* [DATA FOR THIS EXERCISE]
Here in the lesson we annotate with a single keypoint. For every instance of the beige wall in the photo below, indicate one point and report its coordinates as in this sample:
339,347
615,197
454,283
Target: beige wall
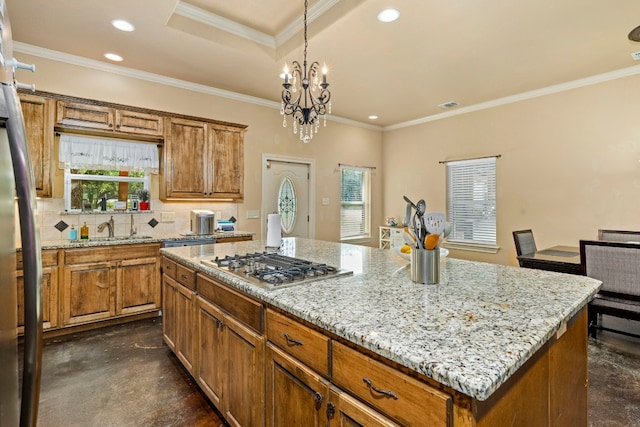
337,143
569,165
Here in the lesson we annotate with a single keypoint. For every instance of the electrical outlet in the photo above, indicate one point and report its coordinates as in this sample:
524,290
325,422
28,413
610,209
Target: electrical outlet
167,216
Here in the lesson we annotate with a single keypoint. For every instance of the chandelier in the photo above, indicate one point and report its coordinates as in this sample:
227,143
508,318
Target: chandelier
304,97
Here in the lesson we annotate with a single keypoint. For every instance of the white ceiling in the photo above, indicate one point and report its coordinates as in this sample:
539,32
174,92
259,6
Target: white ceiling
468,51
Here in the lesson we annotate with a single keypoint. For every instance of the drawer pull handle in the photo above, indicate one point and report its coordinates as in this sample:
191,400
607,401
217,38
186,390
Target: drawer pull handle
387,393
291,341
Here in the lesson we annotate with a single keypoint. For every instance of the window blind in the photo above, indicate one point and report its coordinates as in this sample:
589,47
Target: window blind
471,200
355,207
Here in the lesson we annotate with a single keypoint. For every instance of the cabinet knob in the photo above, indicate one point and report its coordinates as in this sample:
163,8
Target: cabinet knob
291,341
387,393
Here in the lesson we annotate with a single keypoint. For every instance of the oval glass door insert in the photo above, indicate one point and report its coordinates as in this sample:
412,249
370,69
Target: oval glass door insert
287,205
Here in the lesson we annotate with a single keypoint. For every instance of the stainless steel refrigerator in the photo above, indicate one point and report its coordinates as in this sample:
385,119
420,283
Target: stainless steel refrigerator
19,388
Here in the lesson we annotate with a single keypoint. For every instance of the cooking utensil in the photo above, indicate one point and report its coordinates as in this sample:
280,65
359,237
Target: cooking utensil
421,207
435,222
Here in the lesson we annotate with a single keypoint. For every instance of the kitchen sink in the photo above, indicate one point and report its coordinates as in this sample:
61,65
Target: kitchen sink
118,238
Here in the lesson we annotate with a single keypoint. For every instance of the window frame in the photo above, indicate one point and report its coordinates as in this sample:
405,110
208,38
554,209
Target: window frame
69,177
486,170
365,235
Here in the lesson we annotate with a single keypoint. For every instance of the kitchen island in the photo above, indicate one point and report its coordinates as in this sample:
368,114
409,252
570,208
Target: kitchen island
492,342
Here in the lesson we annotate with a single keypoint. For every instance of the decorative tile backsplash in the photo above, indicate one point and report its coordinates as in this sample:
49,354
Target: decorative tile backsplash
54,222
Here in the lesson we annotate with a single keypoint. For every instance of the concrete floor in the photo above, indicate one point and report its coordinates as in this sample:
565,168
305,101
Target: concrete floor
125,376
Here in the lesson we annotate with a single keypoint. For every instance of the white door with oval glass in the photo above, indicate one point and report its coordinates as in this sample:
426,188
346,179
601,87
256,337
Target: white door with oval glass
286,191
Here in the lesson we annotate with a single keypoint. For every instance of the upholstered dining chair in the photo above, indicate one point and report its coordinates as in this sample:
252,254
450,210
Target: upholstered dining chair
525,243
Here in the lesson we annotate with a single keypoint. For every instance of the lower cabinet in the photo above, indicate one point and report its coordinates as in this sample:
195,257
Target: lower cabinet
49,290
230,368
296,395
100,283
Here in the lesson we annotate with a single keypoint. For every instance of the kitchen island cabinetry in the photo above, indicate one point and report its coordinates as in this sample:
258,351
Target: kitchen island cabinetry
488,345
49,290
230,356
39,113
202,160
101,283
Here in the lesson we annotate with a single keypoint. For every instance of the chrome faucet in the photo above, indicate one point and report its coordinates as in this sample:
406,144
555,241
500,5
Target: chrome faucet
132,231
108,224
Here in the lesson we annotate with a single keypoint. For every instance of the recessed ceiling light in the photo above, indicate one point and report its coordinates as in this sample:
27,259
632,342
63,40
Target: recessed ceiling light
113,57
123,25
388,15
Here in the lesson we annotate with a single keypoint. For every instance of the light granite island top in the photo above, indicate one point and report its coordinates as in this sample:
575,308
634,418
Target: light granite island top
470,332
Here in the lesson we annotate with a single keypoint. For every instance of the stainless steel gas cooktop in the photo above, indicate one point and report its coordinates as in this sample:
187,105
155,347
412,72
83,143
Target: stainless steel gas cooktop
274,271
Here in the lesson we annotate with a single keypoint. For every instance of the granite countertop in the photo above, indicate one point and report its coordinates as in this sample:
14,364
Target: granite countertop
102,241
470,332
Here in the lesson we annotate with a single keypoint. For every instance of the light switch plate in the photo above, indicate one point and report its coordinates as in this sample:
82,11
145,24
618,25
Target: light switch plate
167,216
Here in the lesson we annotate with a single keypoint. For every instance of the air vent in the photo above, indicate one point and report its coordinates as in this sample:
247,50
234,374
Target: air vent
449,104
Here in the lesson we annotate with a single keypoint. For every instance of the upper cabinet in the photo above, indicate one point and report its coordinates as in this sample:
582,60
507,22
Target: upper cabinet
97,117
38,115
202,161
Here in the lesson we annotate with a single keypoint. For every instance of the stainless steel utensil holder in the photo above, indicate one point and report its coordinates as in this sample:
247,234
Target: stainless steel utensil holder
425,266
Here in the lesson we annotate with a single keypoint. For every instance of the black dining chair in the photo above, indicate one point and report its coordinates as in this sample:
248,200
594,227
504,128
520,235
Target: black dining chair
525,243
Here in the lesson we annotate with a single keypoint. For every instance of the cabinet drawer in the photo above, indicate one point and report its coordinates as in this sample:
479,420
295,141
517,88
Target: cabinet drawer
186,277
169,268
244,309
399,396
49,259
303,343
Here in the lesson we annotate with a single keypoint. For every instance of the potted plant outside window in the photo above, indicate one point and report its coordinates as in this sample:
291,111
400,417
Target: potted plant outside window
144,196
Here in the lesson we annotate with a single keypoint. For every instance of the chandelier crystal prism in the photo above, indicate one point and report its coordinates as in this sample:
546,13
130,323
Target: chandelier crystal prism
304,97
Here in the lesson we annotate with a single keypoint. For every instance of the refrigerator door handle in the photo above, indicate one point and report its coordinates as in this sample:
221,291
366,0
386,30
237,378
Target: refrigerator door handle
31,255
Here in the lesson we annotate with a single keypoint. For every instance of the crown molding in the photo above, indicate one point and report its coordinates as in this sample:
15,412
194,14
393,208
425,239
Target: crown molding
163,80
549,90
232,27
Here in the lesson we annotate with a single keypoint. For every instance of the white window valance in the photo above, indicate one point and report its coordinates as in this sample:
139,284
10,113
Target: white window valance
90,152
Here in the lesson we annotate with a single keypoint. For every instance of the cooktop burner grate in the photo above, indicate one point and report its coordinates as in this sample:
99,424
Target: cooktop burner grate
272,270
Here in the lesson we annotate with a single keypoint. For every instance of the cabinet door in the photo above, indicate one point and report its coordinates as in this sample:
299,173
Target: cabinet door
185,327
138,286
84,115
244,382
139,123
169,291
228,162
49,298
295,395
186,160
345,411
38,115
88,292
211,354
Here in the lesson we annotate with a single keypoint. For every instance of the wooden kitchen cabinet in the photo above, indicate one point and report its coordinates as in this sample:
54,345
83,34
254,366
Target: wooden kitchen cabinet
86,116
104,282
296,395
139,123
230,354
344,410
105,118
49,290
38,113
202,161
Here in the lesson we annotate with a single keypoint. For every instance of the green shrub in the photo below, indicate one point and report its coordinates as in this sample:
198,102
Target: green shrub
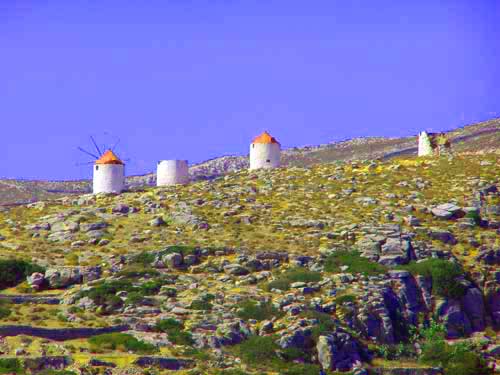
458,359
300,369
257,350
134,298
199,304
250,309
4,310
203,302
104,294
175,332
325,322
303,275
444,275
475,217
280,284
166,325
121,342
345,298
355,262
13,272
293,275
10,366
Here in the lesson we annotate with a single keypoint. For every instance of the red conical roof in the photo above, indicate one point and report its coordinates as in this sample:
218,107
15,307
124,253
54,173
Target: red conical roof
265,137
108,158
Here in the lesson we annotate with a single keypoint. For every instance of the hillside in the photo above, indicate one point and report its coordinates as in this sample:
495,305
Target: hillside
385,266
481,137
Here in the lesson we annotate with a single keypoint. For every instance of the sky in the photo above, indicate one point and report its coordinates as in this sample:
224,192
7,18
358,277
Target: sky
197,79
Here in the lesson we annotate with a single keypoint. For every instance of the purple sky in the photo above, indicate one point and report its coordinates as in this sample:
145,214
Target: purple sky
197,79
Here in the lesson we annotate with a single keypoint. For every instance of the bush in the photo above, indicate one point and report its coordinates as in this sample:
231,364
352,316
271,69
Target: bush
10,366
13,272
355,262
325,322
250,309
257,350
121,342
4,310
458,359
175,332
444,275
300,369
475,217
345,298
293,275
104,294
280,284
203,303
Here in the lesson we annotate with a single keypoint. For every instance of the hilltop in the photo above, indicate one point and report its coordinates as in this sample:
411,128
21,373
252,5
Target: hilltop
388,266
483,137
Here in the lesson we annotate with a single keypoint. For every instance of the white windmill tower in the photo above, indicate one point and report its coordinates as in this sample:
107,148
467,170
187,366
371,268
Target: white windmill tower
172,172
108,170
265,152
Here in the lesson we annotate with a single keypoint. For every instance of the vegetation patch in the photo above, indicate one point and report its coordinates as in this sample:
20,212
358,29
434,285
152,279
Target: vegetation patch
285,280
175,331
4,310
457,359
13,272
122,342
251,309
445,276
10,366
355,263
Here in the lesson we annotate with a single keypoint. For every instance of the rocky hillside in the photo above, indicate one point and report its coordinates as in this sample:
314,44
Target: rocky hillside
478,138
386,266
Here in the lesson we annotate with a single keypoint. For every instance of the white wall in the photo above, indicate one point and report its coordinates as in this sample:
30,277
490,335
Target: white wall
265,155
109,178
172,172
424,145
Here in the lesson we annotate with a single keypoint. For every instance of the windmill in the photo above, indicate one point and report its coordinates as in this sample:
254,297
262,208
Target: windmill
108,169
98,153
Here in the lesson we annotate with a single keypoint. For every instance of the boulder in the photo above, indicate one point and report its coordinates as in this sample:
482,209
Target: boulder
173,260
338,351
36,280
473,305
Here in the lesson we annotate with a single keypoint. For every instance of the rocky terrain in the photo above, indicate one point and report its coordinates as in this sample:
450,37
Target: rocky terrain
483,137
387,266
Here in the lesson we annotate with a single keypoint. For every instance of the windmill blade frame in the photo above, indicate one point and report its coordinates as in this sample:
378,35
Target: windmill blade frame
88,153
95,145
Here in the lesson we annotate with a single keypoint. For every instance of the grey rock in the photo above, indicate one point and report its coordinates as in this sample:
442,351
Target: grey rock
338,352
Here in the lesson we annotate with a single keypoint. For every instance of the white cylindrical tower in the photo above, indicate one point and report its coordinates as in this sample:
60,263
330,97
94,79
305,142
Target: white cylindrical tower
172,172
109,174
265,152
424,145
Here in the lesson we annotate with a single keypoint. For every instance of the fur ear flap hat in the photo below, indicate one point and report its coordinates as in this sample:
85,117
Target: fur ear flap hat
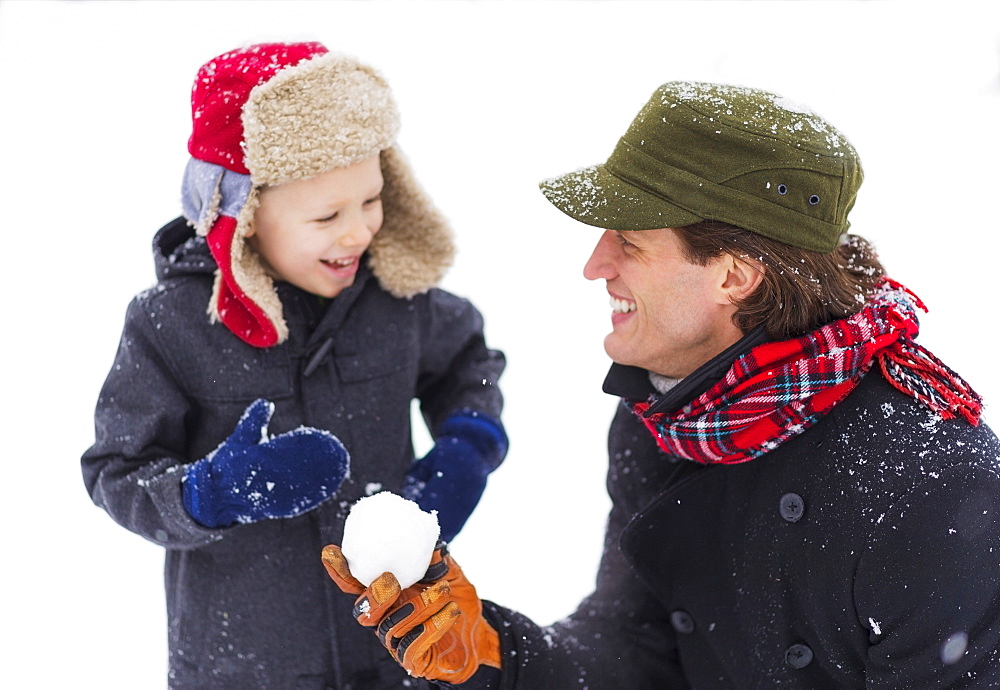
276,112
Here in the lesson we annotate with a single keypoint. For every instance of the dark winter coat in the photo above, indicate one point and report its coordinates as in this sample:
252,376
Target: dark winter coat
865,553
250,606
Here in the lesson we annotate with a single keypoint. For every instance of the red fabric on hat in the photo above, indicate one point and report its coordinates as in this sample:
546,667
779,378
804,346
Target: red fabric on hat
238,312
222,88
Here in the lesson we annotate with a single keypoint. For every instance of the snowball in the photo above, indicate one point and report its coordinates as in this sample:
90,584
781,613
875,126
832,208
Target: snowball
386,532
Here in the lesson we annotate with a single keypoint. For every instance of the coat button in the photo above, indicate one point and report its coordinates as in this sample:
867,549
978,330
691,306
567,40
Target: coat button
792,507
798,656
682,622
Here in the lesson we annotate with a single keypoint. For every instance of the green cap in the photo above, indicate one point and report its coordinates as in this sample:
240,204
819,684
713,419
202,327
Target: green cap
700,151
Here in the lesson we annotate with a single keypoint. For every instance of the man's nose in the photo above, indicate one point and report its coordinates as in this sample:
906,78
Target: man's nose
600,264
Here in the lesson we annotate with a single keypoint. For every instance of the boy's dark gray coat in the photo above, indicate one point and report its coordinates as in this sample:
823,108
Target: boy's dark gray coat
251,605
862,554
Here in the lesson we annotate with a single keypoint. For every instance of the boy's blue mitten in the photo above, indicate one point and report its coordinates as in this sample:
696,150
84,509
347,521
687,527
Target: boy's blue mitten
253,477
451,478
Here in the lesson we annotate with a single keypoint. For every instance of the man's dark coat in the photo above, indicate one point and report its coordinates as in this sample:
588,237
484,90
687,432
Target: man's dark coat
864,553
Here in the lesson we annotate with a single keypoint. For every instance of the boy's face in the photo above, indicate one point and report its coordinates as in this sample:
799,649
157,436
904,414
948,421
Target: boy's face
312,232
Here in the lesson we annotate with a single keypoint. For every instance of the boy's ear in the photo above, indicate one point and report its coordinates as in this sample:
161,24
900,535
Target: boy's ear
742,277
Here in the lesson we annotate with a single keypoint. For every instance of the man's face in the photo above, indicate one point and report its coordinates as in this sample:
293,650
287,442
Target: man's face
669,316
312,232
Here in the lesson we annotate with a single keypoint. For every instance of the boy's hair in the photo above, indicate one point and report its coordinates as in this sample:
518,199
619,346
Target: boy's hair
801,290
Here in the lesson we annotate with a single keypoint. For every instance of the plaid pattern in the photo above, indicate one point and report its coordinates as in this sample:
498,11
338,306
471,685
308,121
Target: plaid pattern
778,390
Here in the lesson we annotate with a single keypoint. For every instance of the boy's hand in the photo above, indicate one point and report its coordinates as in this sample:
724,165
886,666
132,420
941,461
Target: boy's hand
252,477
451,478
435,629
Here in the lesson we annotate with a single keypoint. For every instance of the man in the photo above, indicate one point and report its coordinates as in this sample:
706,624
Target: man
802,496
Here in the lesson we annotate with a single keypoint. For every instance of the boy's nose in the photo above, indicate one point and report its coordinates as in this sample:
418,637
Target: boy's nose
358,233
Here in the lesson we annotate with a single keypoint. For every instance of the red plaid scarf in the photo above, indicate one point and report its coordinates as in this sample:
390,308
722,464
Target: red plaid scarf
778,390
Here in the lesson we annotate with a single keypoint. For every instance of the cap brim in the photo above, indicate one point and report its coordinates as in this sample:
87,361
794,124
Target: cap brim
597,197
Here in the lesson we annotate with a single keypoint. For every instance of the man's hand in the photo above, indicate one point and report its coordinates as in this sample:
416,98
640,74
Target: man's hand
435,629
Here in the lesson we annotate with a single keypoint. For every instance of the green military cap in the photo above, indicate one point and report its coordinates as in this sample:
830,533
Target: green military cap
700,151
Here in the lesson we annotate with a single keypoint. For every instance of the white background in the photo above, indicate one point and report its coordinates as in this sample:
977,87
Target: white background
495,96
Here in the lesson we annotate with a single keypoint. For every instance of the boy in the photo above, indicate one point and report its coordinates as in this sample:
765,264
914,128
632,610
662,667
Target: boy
316,254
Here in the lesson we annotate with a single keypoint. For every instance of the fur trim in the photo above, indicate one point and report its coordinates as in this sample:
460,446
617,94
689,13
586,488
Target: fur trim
330,112
326,112
415,247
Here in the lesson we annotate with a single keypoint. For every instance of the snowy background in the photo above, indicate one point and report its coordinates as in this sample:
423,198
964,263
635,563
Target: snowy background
495,96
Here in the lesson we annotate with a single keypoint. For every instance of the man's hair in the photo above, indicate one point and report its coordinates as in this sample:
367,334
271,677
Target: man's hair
801,290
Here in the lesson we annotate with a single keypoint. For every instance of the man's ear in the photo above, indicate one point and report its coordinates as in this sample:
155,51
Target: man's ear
742,277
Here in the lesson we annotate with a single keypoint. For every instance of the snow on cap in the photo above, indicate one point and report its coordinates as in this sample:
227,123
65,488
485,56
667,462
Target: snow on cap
271,113
223,87
699,151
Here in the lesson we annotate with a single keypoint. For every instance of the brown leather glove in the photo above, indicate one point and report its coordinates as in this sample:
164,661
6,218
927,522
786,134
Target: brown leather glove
435,629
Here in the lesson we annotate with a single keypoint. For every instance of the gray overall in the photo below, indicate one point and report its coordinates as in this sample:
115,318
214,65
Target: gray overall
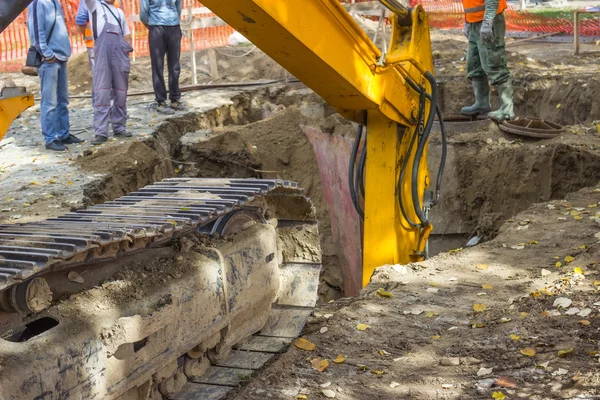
110,77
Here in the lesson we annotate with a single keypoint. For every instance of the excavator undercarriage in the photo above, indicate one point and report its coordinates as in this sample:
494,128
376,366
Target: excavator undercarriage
134,298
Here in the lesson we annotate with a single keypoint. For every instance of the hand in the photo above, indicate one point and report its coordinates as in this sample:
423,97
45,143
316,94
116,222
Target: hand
467,29
487,31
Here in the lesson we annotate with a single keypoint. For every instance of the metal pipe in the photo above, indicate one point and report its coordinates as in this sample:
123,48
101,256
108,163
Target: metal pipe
9,10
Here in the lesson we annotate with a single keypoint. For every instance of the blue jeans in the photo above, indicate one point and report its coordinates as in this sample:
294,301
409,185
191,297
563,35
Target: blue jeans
54,114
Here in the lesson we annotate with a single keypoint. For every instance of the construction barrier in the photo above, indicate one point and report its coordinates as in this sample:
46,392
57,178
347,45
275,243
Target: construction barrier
444,14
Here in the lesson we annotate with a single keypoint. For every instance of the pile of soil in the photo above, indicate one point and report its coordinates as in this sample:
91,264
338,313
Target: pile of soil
465,325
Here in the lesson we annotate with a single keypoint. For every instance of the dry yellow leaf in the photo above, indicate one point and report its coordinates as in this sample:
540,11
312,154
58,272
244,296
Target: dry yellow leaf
339,359
362,327
304,344
479,307
319,365
564,353
528,351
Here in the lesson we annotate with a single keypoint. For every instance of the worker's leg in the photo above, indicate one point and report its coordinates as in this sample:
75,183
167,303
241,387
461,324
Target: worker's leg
477,76
120,82
48,73
157,41
102,81
493,59
62,105
173,55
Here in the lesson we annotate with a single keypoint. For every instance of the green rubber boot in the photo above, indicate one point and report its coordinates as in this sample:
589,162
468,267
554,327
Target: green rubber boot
481,87
507,107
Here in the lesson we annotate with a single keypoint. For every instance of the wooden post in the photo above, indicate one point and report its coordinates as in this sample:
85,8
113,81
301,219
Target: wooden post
193,48
133,29
212,63
576,31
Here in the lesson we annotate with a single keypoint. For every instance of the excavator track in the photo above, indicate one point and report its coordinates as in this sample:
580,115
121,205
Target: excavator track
244,301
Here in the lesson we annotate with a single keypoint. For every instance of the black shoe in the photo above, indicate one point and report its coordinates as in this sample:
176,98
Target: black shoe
162,108
99,140
72,140
56,146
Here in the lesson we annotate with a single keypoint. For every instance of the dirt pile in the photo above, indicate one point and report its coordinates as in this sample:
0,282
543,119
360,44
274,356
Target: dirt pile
465,325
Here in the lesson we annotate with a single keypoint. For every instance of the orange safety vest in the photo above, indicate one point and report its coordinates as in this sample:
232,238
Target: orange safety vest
475,9
89,35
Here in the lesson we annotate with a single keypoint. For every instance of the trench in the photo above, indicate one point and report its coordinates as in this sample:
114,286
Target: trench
290,133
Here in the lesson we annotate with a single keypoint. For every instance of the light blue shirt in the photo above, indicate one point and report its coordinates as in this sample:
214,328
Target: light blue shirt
59,45
160,12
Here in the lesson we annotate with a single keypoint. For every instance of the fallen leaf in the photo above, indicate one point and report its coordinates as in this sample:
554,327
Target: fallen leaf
484,371
382,293
562,302
564,353
543,365
545,272
319,365
528,351
585,312
507,382
479,307
362,327
304,344
339,359
560,371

* [EXERCISE OBJECTIVE]
Locate "of the trench" in the material, then quote the line that contains it and all lines after it through the final one.

* [REPLY TO THE EXERCISE]
Here in the lesson we annotate with a single keypoint. For every instance of the trench in the photo above, indicate one point and report its coordinates as in this sample:
114,286
Target: trench
290,133
Here in the lesson we annotate with a single keypoint. For every instance of the light blue shirt in the photo above, indicate one point and report its coordinates as in this sample:
214,328
Target: light blue shirt
59,45
160,12
Here in the lesson we annotate with a single keypoint. For every instance of the fallen leaf in the photo above, indicate one point and report its coordinates as in this sample:
554,327
Target: fallen leaf
484,371
382,293
562,302
564,353
543,365
545,272
319,365
528,351
585,312
507,382
479,307
362,327
304,344
339,359
560,371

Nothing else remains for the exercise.